Repeat the following lines verbatim.

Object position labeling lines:
______________________________

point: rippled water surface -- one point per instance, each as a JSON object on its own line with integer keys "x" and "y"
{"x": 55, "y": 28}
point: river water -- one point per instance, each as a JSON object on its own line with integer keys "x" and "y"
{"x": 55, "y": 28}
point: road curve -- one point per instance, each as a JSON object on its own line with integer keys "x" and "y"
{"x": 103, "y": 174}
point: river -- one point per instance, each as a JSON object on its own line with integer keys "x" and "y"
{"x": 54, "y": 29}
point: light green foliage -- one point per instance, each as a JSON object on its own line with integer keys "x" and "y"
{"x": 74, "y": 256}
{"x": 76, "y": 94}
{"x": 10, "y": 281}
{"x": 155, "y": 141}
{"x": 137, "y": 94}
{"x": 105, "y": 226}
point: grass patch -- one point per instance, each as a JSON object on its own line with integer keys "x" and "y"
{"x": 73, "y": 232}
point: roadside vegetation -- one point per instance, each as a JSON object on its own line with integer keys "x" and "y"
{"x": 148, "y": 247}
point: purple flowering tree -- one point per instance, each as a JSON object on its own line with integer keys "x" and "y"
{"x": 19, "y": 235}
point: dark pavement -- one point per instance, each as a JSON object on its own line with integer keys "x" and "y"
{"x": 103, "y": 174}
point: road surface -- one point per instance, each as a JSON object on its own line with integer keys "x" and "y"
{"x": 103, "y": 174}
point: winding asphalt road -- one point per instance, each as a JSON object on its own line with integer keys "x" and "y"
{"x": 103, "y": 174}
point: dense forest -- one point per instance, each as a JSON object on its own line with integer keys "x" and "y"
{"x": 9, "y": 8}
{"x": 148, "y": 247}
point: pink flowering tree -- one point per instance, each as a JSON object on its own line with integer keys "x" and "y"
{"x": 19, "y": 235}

______________________________

#### Solution to this problem:
point: rippled water surface -- one point per instance, each as a JSON object on its own line with integer keys "x" and "y"
{"x": 55, "y": 28}
point: river water -- one point per instance, each as a JSON object on its own line with integer keys "x" and "y"
{"x": 55, "y": 28}
point: road curve -- one point per instance, each as a JSON object on its own line with integer keys "x" and "y"
{"x": 103, "y": 174}
point: river -- one point per instance, each as a JSON object on its own line with integer keys "x" and "y"
{"x": 54, "y": 29}
point: light green foliage -- one point per instance, each as a JSON object on its own line with integer keys "x" and "y"
{"x": 74, "y": 256}
{"x": 76, "y": 94}
{"x": 10, "y": 281}
{"x": 155, "y": 141}
{"x": 137, "y": 94}
{"x": 105, "y": 226}
point: grass patch -- one point per instance, each as a JSON object on its own line with integer keys "x" and "y"
{"x": 73, "y": 232}
point: roadside vegetation -- one point per instance, each as a JSON object on its own line with integer keys "x" and "y"
{"x": 148, "y": 247}
point: purple flowering tree -- one point per instance, each as a JSON object on its own line with integer keys "x" and "y"
{"x": 19, "y": 235}
point: dark pavement -- one point per instance, each as a JSON object on its own line with integer keys "x" and "y"
{"x": 103, "y": 174}
point: road surface -- one point per instance, each as a JSON object on its own line with integer keys "x" and "y"
{"x": 103, "y": 174}
point: winding asphalt road -- one point per instance, each as a JSON object on its own line with integer keys "x" and "y"
{"x": 103, "y": 174}
point: dense forest -- one point per instance, each as a JSON object on its own line with integer keys "x" and "y"
{"x": 9, "y": 8}
{"x": 148, "y": 247}
point: pink flowering tree -- one point per instance, each as a JSON object on its own line with integer keys "x" and "y"
{"x": 19, "y": 235}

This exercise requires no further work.